__ACTION ITEM__. Using the listing below, set down each line from the line containing "of the tree" through the line containing "of the railing", both ends included, exactly and with nothing added.

────

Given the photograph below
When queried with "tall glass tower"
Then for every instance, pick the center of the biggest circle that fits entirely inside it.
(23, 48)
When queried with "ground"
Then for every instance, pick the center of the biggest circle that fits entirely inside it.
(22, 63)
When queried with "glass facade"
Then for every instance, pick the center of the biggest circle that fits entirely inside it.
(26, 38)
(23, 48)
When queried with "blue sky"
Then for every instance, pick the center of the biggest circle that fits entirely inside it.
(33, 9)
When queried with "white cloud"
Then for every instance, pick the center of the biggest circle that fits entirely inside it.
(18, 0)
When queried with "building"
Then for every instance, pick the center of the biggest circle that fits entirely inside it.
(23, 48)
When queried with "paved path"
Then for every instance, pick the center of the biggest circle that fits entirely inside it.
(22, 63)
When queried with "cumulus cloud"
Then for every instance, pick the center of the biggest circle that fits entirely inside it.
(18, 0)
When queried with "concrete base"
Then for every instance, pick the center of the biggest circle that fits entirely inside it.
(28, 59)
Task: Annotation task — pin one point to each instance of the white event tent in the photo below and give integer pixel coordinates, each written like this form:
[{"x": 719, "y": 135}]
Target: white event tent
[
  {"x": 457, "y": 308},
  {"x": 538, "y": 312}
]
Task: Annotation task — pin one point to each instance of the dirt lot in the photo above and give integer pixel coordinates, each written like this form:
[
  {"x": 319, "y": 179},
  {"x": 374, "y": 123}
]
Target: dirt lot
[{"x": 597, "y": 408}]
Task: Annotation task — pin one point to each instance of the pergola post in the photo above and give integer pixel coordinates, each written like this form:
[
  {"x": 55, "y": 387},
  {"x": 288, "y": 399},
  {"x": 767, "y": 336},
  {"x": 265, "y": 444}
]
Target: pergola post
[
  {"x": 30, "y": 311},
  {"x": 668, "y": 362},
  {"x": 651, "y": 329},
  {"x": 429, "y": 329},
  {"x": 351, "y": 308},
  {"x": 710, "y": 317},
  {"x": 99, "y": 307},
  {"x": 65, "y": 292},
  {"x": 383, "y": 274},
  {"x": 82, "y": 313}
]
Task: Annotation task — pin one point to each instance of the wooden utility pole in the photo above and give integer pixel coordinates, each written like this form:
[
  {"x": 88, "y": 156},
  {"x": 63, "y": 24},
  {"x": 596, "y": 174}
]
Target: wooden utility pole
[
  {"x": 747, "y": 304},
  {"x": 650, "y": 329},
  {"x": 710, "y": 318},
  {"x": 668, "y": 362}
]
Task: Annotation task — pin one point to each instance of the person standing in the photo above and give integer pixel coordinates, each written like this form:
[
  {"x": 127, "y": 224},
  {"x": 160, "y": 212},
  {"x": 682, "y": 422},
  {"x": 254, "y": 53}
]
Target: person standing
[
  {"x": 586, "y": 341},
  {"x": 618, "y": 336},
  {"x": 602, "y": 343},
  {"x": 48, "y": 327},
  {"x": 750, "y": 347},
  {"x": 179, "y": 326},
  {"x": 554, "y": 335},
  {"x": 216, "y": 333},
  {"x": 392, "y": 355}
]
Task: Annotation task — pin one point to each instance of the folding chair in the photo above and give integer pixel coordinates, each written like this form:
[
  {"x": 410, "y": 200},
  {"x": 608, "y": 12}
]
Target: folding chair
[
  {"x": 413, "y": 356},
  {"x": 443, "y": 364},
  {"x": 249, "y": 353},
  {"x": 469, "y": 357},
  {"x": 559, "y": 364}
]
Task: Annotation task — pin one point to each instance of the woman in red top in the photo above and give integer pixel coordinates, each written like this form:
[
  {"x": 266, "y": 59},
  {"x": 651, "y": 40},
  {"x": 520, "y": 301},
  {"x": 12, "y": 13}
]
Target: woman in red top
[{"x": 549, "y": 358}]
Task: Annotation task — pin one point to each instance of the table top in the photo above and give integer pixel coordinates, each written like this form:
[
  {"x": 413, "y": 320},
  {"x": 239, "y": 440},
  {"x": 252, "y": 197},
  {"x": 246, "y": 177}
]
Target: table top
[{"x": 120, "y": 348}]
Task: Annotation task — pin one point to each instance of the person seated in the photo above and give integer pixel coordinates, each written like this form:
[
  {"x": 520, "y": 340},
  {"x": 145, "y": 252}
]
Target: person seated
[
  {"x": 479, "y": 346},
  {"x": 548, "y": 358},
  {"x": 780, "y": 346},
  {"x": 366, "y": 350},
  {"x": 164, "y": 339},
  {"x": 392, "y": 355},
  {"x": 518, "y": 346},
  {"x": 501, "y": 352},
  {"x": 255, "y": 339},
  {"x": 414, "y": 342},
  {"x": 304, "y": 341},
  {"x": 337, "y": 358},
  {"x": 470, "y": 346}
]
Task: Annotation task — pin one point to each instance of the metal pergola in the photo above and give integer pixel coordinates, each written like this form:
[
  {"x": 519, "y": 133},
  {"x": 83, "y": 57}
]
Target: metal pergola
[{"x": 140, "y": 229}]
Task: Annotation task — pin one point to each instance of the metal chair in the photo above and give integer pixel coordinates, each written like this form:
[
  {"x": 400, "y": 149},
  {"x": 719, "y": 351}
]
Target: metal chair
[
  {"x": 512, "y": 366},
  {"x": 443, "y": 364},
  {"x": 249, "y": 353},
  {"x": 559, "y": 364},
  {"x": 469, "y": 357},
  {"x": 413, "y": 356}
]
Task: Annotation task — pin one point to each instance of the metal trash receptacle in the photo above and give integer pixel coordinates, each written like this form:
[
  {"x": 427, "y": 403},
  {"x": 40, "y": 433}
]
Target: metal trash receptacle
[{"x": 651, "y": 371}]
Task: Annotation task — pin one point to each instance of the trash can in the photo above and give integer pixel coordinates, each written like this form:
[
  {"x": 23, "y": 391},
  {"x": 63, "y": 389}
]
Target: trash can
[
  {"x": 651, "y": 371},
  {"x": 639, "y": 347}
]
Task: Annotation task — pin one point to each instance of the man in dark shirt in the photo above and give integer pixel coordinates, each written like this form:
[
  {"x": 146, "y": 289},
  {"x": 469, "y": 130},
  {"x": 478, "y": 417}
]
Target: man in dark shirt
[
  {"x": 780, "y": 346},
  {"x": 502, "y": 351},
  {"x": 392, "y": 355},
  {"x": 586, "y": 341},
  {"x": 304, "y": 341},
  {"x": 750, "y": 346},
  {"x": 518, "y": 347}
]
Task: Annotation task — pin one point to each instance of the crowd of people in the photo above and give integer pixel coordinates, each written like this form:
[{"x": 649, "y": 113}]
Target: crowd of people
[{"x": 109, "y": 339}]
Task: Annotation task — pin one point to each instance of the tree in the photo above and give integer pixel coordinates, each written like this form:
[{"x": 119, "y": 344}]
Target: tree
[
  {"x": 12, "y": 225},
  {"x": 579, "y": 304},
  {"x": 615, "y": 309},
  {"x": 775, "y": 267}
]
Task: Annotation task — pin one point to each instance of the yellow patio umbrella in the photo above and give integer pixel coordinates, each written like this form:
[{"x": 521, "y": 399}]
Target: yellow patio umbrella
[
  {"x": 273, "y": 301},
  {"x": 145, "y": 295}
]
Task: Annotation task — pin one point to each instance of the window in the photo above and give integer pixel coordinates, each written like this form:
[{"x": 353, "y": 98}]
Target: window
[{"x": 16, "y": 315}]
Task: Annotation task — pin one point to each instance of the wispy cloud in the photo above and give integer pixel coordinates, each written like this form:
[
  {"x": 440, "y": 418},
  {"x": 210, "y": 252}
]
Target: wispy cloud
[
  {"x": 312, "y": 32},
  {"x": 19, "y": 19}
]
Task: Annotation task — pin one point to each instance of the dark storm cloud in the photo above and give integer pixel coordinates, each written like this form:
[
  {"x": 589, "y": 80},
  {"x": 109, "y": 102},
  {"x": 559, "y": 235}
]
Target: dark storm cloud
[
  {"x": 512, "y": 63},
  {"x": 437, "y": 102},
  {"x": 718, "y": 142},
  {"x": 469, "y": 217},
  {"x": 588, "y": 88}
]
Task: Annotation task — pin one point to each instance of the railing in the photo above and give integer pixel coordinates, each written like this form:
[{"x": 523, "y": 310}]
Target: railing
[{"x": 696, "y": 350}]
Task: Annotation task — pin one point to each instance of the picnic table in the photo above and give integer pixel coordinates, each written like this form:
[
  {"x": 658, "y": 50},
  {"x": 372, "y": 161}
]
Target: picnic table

────

__ANSWER TO THE PROBLEM__.
Task: Annotation task — pin one point to each instance of the tree in the photo above and give integer pixel coordinates, each written like this form:
[{"x": 119, "y": 344}]
Target: tree
[
  {"x": 12, "y": 225},
  {"x": 579, "y": 304},
  {"x": 615, "y": 309},
  {"x": 775, "y": 267}
]
Task: Annotation task — pin one point to each instance of the yellow patio umbrella in the photo above and give integer pixel coordinates, each written like this form:
[{"x": 521, "y": 399}]
Target: yellow patio umbrella
[
  {"x": 273, "y": 301},
  {"x": 145, "y": 295}
]
Task: Annotation task — pin one point to each instance of the window in the photo above and give integer pixel coordinates, each written like this form:
[{"x": 353, "y": 98}]
Target: window
[{"x": 16, "y": 315}]
Task: Annotation task — pin one point to each instance of the wispy cloud in the photo above and give integer pixel coordinates, each written like this form:
[
  {"x": 440, "y": 418},
  {"x": 210, "y": 252}
]
Target: wispy cloud
[
  {"x": 312, "y": 32},
  {"x": 19, "y": 19}
]
Task: Annotation task — pin one point to each instance of the dark storm cloud in the photo above and give integer pixel coordinates, each written like this form:
[
  {"x": 589, "y": 80},
  {"x": 109, "y": 102},
  {"x": 559, "y": 235}
]
Target: dark storm cloud
[
  {"x": 512, "y": 63},
  {"x": 437, "y": 102},
  {"x": 718, "y": 142},
  {"x": 469, "y": 217},
  {"x": 588, "y": 88}
]
Task: Annotation task — pin one point to each instance of the railing in the photo above and give integer pixel coordinates, each written like this form:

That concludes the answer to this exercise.